=== Things to do ===
**a.** Answer these from the office layout text, one line each:
(i) Who has the corner offices?
(ii) Where should offices and conference rooms be moved?
(iii) What can smaller meeting rooms give employees?
**b.** Please rewrite the paragraph of the office layout text that begins "Here are some ideas" as a short list, keeping its main points.
**c.** Reproduce the office layout text starting with "Did you ever" and going on through "cubes and offices.", changing "cubes" to "cubicles".

=== Extracted text ===
────────────────────
Did you ever work in a cube farm?

Typical businesses take a large, square office building and stamp out a boxy alignment. Doors along the wall open to the coveted offices, and those with power have corner offices. For the “workers,” rows of cubes are available in the middle with fabric walls to give them a sense of privacy. That isolation is enhanced since the offices with the windows absorb the natural light. Employees and managers hide in their cubes and offices.

Here are some ideas to consider: Allow the natural light into the building for as many people as possible. Move the offices and conference rooms to the center core of the office space. Reduce the height of cube walls or eliminate them completely. Consider the work needed to be completed by the employees. If interaction is important, then eliminate barriers. When a wall is needed, glass walls are ideal so the light creates a more open feeling.

Meeting space should be flexible across the building. Smaller meeting rooms can be used for smaller meetings or can give employees privacy when it is needed. Being able to move smaller tables to create larger tables allows meetings to be customized quickly. It accommodates a more flexible culture.
────────────────────
=== Provided material ===
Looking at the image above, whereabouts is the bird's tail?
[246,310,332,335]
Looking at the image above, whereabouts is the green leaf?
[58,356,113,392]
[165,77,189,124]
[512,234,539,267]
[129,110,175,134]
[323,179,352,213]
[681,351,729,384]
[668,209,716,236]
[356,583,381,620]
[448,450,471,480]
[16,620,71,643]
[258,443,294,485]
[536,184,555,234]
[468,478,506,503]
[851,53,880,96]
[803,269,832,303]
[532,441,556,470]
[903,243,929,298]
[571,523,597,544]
────────────────────
=== Answers to the exercise ===
**a.**
(i) Those with power.
(ii) To the center core of the office space.
(iii) Privacy when it is needed.

**b.**
- Let natural light reach as many people as possible.
- Move offices and conference rooms to the center core of the office space.
- Lower cube walls or remove them entirely.
- Consider the work employees must complete, and remove barriers where interaction matters.
- Where a wall is needed, use glass so the light makes the space feel more open.

**c.**
Did you ever work in a cube farm?

Typical businesses take a large, square office building and stamp out a boxy alignment. Doors along the wall open to the coveted offices, and those with power have corner offices. For the “workers,” rows of cubicles are available in the middle with fabric walls to give them a sense of privacy. That isolation is enhanced since the offices with the windows absorb the natural light. Employees and managers hide in their cubicles and offices.